> _ĆWICZENIE_: Wyodrębnij z poniższych rekordów każdy wiersz zawierający słowo „stacked”. Wielkość liter ma znaczenie.

===

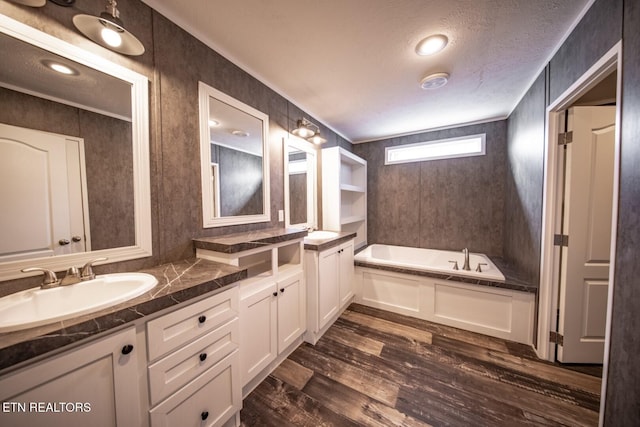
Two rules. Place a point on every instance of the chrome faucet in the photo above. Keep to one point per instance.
(50, 279)
(466, 267)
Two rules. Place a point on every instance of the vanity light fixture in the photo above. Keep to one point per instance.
(309, 131)
(434, 81)
(431, 45)
(108, 30)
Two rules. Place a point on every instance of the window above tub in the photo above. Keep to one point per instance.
(451, 148)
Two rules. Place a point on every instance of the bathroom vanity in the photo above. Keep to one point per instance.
(329, 274)
(152, 360)
(272, 297)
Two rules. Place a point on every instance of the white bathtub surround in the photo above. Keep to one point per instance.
(486, 306)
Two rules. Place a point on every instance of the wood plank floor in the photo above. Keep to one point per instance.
(377, 368)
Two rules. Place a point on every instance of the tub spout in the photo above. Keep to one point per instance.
(466, 266)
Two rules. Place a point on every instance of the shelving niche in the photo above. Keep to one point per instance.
(344, 193)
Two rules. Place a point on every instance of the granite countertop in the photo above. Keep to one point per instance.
(177, 282)
(322, 244)
(512, 281)
(233, 243)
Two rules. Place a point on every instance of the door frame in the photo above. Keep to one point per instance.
(549, 261)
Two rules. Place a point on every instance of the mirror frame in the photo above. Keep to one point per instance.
(312, 180)
(209, 219)
(140, 143)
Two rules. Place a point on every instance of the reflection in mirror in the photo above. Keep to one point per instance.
(74, 174)
(234, 156)
(300, 183)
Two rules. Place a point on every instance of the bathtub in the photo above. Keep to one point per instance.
(422, 283)
(431, 260)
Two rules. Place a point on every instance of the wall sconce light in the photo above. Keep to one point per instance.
(309, 131)
(108, 30)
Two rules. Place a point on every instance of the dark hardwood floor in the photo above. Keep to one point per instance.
(382, 369)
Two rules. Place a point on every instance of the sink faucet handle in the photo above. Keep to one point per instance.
(50, 279)
(87, 269)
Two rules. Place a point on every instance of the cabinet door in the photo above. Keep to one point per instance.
(328, 287)
(258, 331)
(95, 385)
(346, 270)
(291, 310)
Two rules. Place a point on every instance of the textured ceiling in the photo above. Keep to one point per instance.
(352, 64)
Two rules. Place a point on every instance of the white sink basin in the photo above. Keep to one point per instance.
(35, 307)
(321, 235)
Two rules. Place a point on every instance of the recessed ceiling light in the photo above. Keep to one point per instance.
(432, 44)
(434, 81)
(60, 68)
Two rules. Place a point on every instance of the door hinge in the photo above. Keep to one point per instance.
(556, 338)
(565, 138)
(560, 240)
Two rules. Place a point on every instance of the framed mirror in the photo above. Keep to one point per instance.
(234, 157)
(300, 183)
(75, 163)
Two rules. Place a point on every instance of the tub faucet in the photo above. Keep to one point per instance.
(466, 267)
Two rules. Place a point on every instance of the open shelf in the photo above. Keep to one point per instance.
(344, 192)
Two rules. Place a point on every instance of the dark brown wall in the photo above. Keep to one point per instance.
(442, 204)
(623, 386)
(524, 182)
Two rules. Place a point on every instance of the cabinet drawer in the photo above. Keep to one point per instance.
(172, 372)
(209, 400)
(181, 326)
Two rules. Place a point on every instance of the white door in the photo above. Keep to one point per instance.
(587, 221)
(41, 186)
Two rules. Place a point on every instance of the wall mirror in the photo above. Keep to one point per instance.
(300, 183)
(75, 163)
(234, 160)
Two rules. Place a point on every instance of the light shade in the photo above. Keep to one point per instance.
(32, 3)
(432, 44)
(108, 30)
(434, 81)
(303, 129)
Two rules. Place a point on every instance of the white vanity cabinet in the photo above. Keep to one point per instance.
(329, 276)
(92, 385)
(194, 369)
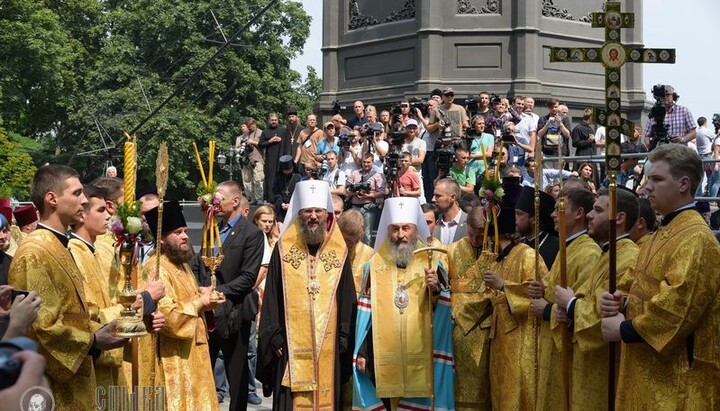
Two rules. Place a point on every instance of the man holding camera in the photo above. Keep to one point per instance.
(253, 163)
(364, 187)
(678, 119)
(450, 119)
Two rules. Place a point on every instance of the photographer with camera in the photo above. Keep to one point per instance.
(482, 145)
(408, 181)
(374, 143)
(251, 161)
(551, 128)
(333, 175)
(501, 114)
(450, 119)
(307, 149)
(429, 166)
(669, 122)
(364, 188)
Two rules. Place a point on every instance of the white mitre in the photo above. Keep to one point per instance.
(308, 194)
(401, 210)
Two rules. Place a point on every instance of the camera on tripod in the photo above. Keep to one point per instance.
(658, 131)
(362, 187)
(337, 107)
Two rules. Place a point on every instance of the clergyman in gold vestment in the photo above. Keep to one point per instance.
(183, 340)
(304, 352)
(670, 353)
(590, 361)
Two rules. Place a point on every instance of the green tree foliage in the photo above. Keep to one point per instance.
(16, 169)
(73, 66)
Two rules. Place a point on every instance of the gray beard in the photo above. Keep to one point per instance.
(176, 255)
(313, 237)
(402, 253)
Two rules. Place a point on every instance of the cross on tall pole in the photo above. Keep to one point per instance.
(612, 55)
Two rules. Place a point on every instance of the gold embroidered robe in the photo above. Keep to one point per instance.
(472, 311)
(108, 366)
(589, 386)
(361, 255)
(402, 344)
(674, 296)
(63, 329)
(513, 344)
(582, 254)
(183, 341)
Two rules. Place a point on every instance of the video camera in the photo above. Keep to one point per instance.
(358, 187)
(337, 108)
(659, 132)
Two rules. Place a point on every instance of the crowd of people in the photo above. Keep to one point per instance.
(366, 269)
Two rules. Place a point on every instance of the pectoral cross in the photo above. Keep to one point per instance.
(613, 55)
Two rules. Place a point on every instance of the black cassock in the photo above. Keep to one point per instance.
(271, 334)
(273, 152)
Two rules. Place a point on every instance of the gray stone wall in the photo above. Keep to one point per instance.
(381, 51)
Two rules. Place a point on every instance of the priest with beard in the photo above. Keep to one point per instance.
(403, 318)
(183, 341)
(305, 336)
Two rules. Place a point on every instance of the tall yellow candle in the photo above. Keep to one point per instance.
(130, 166)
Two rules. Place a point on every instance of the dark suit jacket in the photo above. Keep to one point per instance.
(242, 250)
(460, 232)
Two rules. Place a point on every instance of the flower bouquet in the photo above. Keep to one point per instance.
(131, 233)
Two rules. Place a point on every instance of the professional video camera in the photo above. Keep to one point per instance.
(344, 141)
(337, 108)
(659, 132)
(362, 187)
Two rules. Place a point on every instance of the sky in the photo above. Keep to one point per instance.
(690, 27)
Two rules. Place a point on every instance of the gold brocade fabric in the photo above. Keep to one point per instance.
(108, 364)
(590, 351)
(513, 348)
(363, 252)
(183, 342)
(581, 256)
(402, 343)
(472, 310)
(674, 296)
(63, 329)
(311, 316)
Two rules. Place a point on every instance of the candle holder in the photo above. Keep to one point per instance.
(129, 325)
(212, 263)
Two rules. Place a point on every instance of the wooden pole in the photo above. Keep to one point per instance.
(565, 354)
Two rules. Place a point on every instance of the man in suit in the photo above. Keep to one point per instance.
(452, 224)
(242, 244)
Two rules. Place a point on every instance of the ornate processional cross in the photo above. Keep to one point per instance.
(613, 55)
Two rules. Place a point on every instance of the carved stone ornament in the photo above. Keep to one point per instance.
(551, 10)
(359, 20)
(490, 7)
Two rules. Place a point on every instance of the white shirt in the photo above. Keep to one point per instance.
(704, 139)
(335, 178)
(447, 230)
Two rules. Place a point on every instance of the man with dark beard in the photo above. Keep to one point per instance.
(396, 340)
(306, 331)
(183, 341)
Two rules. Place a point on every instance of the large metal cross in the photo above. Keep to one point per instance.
(613, 55)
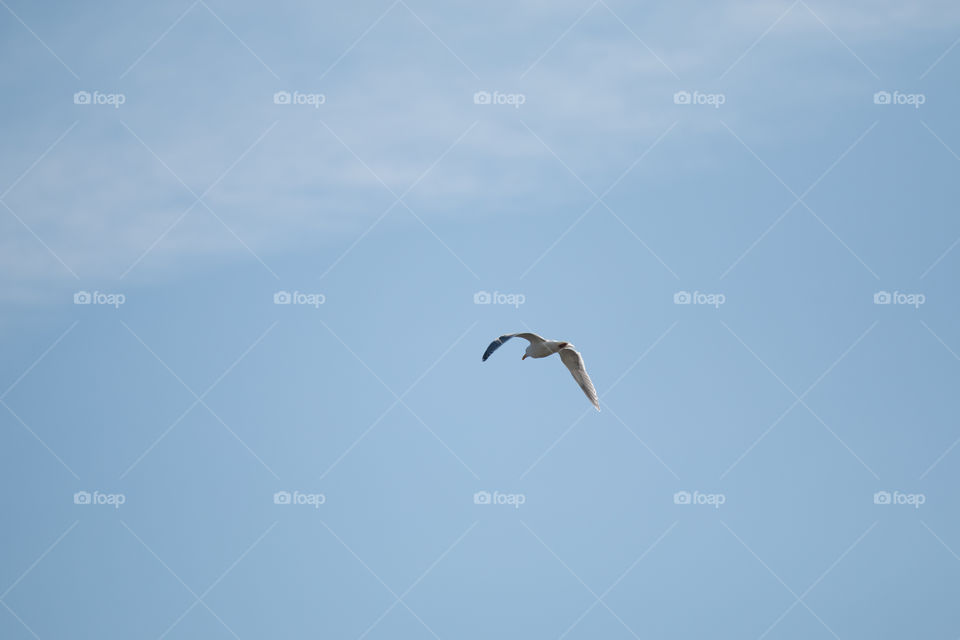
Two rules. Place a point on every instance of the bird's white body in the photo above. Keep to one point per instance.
(544, 349)
(541, 348)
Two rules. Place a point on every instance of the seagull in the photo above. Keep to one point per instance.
(541, 348)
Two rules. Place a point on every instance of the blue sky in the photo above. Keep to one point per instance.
(742, 214)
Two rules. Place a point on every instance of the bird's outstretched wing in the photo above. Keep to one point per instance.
(531, 337)
(574, 362)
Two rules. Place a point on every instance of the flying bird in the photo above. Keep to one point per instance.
(541, 348)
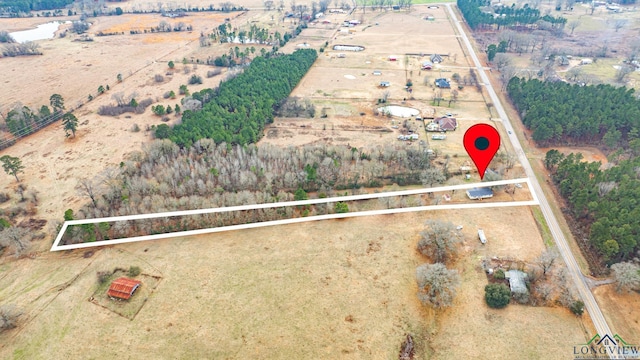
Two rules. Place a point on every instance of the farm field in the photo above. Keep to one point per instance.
(334, 289)
(327, 289)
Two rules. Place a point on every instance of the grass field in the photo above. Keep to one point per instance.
(334, 289)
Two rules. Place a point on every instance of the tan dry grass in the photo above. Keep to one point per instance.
(621, 312)
(334, 289)
(311, 291)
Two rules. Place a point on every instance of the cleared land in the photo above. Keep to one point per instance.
(329, 289)
(336, 289)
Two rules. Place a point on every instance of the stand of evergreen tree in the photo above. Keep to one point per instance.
(561, 113)
(504, 16)
(238, 110)
(605, 202)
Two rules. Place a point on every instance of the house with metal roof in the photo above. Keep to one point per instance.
(446, 123)
(427, 65)
(123, 288)
(516, 281)
(443, 83)
(479, 193)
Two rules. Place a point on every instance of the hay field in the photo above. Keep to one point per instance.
(334, 289)
(339, 289)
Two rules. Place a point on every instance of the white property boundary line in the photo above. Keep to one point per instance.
(57, 247)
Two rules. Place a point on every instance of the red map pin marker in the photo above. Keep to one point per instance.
(482, 142)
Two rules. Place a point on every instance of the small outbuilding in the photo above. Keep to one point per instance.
(481, 236)
(123, 288)
(516, 281)
(446, 123)
(436, 59)
(479, 193)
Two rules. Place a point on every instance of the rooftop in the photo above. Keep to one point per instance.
(123, 288)
(516, 281)
(480, 192)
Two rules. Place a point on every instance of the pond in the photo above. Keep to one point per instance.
(42, 31)
(400, 111)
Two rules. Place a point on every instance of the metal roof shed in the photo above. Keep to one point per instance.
(123, 288)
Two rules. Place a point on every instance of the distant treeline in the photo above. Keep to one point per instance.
(164, 177)
(237, 111)
(606, 202)
(16, 6)
(504, 16)
(560, 113)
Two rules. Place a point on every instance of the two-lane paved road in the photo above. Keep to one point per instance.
(563, 247)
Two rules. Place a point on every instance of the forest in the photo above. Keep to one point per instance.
(561, 113)
(24, 6)
(605, 202)
(237, 111)
(164, 177)
(504, 16)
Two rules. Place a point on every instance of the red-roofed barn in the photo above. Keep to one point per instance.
(123, 288)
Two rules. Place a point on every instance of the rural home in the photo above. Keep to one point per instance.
(446, 123)
(563, 60)
(123, 288)
(586, 61)
(443, 83)
(427, 65)
(479, 193)
(436, 59)
(516, 281)
(432, 127)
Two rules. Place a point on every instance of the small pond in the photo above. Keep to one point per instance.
(42, 31)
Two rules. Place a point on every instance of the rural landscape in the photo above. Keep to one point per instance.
(360, 226)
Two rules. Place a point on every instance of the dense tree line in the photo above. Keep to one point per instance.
(237, 111)
(558, 112)
(24, 6)
(504, 16)
(22, 120)
(605, 202)
(164, 177)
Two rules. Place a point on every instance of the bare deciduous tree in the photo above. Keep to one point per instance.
(573, 24)
(623, 72)
(546, 260)
(88, 187)
(437, 285)
(17, 238)
(8, 317)
(619, 24)
(439, 240)
(627, 276)
(432, 176)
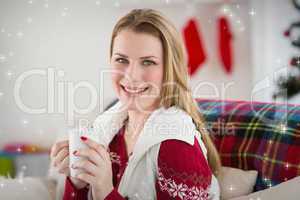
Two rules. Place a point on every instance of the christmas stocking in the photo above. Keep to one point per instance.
(225, 49)
(193, 43)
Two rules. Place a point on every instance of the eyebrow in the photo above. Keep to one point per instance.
(144, 57)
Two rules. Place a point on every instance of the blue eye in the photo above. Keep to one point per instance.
(121, 60)
(148, 62)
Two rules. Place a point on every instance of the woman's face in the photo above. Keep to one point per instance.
(137, 62)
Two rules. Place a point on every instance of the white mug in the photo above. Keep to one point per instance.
(75, 143)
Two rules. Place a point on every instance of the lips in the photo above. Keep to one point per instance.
(134, 90)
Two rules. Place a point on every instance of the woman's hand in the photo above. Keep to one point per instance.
(97, 167)
(60, 161)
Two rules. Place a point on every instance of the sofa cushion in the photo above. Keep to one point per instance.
(286, 190)
(236, 182)
(256, 136)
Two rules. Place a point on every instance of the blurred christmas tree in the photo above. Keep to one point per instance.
(289, 86)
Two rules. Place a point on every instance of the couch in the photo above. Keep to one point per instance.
(248, 135)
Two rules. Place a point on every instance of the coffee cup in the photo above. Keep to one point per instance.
(75, 143)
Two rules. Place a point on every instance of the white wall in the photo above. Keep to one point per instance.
(271, 50)
(73, 37)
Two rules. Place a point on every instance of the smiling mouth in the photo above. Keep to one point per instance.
(134, 90)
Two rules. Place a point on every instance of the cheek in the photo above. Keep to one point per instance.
(155, 78)
(116, 77)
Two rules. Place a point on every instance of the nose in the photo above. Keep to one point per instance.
(134, 72)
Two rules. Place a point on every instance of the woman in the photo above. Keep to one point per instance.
(157, 148)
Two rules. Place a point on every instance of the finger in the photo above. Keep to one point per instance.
(91, 154)
(87, 166)
(97, 147)
(61, 156)
(58, 146)
(86, 178)
(65, 162)
(64, 166)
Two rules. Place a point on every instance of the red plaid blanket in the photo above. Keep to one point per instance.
(256, 136)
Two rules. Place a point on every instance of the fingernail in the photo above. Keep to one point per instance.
(83, 138)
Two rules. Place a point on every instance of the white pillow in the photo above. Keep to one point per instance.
(235, 182)
(25, 188)
(289, 190)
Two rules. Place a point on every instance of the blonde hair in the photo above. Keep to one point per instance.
(175, 69)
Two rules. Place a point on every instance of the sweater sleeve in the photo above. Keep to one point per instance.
(72, 193)
(183, 171)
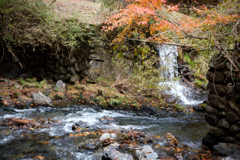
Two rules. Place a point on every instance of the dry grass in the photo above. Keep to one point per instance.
(86, 11)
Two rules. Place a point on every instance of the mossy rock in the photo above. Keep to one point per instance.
(17, 94)
(29, 85)
(59, 96)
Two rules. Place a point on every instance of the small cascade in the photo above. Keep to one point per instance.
(168, 62)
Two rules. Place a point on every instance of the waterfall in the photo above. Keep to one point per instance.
(169, 73)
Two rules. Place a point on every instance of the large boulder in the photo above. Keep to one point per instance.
(228, 149)
(108, 136)
(10, 70)
(41, 99)
(60, 85)
(90, 144)
(110, 153)
(146, 153)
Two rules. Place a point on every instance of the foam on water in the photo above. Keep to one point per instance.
(168, 62)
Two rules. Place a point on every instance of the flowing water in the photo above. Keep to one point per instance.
(168, 62)
(27, 143)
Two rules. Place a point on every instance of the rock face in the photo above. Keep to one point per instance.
(223, 112)
(108, 136)
(10, 70)
(110, 153)
(146, 153)
(40, 99)
(60, 85)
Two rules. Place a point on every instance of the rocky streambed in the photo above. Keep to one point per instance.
(74, 131)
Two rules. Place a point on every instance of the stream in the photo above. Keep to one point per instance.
(54, 142)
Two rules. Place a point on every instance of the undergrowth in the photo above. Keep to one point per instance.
(32, 24)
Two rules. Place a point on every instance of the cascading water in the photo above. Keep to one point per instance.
(168, 62)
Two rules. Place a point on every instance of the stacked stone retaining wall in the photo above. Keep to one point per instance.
(223, 111)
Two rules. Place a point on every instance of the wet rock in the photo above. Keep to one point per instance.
(211, 110)
(217, 62)
(230, 139)
(228, 149)
(82, 124)
(93, 74)
(217, 89)
(216, 131)
(209, 140)
(97, 57)
(40, 99)
(223, 123)
(90, 144)
(235, 107)
(25, 100)
(232, 117)
(146, 108)
(10, 83)
(10, 70)
(146, 153)
(234, 129)
(108, 136)
(198, 108)
(216, 102)
(108, 120)
(212, 119)
(29, 85)
(17, 86)
(62, 70)
(74, 79)
(171, 140)
(114, 145)
(47, 91)
(3, 80)
(60, 85)
(76, 68)
(66, 77)
(218, 78)
(110, 153)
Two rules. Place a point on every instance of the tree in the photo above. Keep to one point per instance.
(215, 29)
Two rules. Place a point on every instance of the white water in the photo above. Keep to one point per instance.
(168, 62)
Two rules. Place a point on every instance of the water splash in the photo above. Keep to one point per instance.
(168, 62)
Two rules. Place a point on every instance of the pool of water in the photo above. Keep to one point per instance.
(53, 141)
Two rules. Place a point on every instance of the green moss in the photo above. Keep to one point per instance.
(21, 81)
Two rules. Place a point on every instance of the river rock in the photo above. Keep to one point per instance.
(216, 88)
(146, 153)
(96, 57)
(232, 117)
(10, 70)
(82, 124)
(110, 153)
(74, 79)
(216, 131)
(108, 136)
(62, 70)
(209, 140)
(211, 110)
(108, 120)
(223, 123)
(146, 108)
(90, 144)
(29, 85)
(60, 85)
(40, 99)
(234, 129)
(228, 149)
(217, 62)
(211, 119)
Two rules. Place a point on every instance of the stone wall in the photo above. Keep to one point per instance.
(223, 111)
(90, 60)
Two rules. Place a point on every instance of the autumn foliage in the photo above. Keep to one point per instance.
(154, 20)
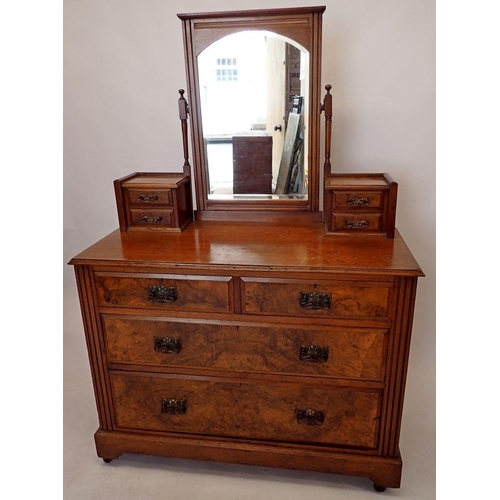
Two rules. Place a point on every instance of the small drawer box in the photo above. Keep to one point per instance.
(154, 202)
(360, 205)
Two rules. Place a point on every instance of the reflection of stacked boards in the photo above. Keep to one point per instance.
(291, 172)
(252, 163)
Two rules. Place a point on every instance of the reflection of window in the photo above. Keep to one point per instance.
(226, 70)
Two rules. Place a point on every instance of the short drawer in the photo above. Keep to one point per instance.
(313, 299)
(151, 218)
(357, 222)
(148, 196)
(165, 292)
(357, 200)
(351, 353)
(246, 409)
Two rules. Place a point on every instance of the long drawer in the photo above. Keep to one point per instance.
(267, 411)
(165, 292)
(352, 353)
(312, 299)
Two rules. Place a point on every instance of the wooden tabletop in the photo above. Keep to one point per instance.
(266, 246)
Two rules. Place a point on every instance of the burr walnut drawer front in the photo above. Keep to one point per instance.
(147, 197)
(314, 299)
(357, 222)
(151, 217)
(351, 353)
(165, 292)
(353, 200)
(247, 409)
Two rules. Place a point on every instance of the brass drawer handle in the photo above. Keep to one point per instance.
(358, 202)
(174, 406)
(162, 294)
(357, 224)
(151, 220)
(313, 353)
(167, 345)
(148, 198)
(310, 416)
(315, 300)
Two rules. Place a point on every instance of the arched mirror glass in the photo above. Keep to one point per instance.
(254, 95)
(253, 81)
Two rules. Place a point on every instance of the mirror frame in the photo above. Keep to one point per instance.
(302, 25)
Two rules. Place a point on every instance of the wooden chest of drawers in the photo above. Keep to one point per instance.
(220, 343)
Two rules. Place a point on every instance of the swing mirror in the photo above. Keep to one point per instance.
(253, 85)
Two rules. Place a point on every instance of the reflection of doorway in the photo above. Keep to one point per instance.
(276, 98)
(283, 82)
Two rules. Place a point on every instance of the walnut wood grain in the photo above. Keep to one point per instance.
(254, 246)
(148, 197)
(354, 353)
(263, 411)
(281, 297)
(357, 200)
(198, 293)
(381, 470)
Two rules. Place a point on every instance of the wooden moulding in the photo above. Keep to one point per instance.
(382, 471)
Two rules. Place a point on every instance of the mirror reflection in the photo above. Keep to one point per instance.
(254, 100)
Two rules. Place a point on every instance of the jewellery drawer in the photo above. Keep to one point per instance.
(151, 218)
(148, 196)
(247, 409)
(366, 222)
(360, 205)
(154, 201)
(352, 353)
(165, 292)
(313, 299)
(357, 200)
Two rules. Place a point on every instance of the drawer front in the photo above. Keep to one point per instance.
(357, 222)
(352, 353)
(148, 196)
(165, 292)
(357, 200)
(268, 411)
(310, 299)
(151, 218)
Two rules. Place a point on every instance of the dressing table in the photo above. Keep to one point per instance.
(253, 334)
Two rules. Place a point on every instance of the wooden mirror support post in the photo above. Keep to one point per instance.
(183, 114)
(327, 108)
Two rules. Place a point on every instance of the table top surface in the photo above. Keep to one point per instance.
(264, 246)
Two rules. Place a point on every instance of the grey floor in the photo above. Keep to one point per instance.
(141, 477)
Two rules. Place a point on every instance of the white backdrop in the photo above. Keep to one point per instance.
(124, 64)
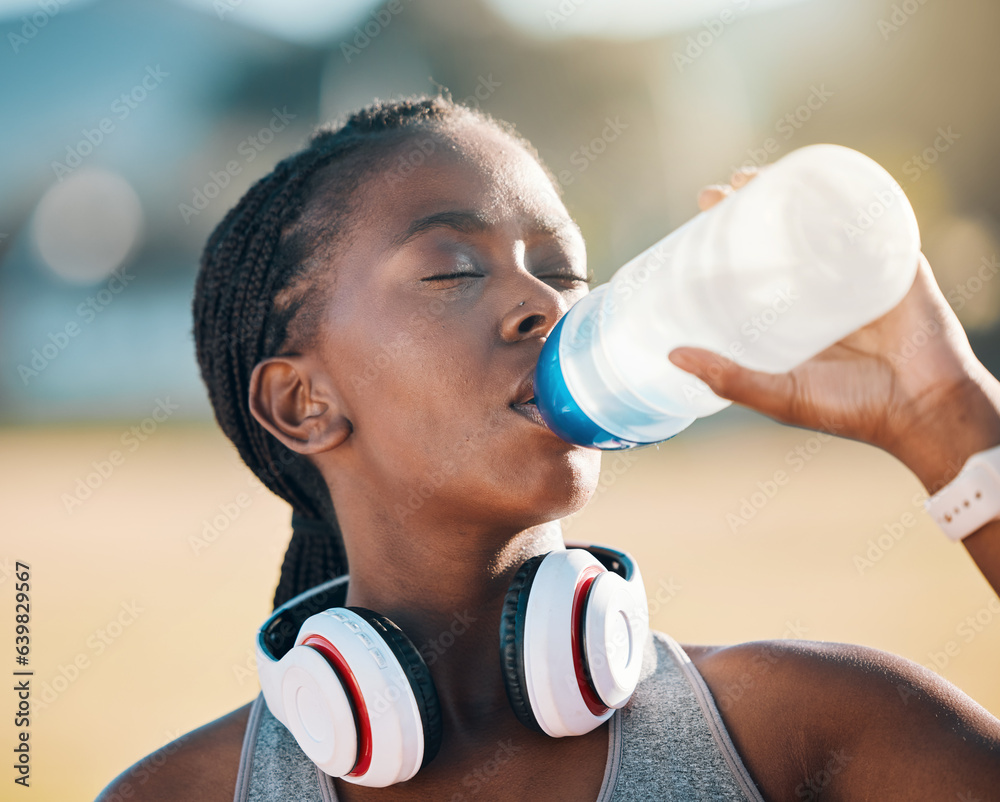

===

> _ROZWIĄZANIE ĆWICZENIA_:
Two rules. Place a point on every instance of the stacked stone retaining wall in the photo above. Keep to one point per instance.
Two rules. Place a point on every instance of the reflection of stacked boards in the photo above. Keep to one point per instance.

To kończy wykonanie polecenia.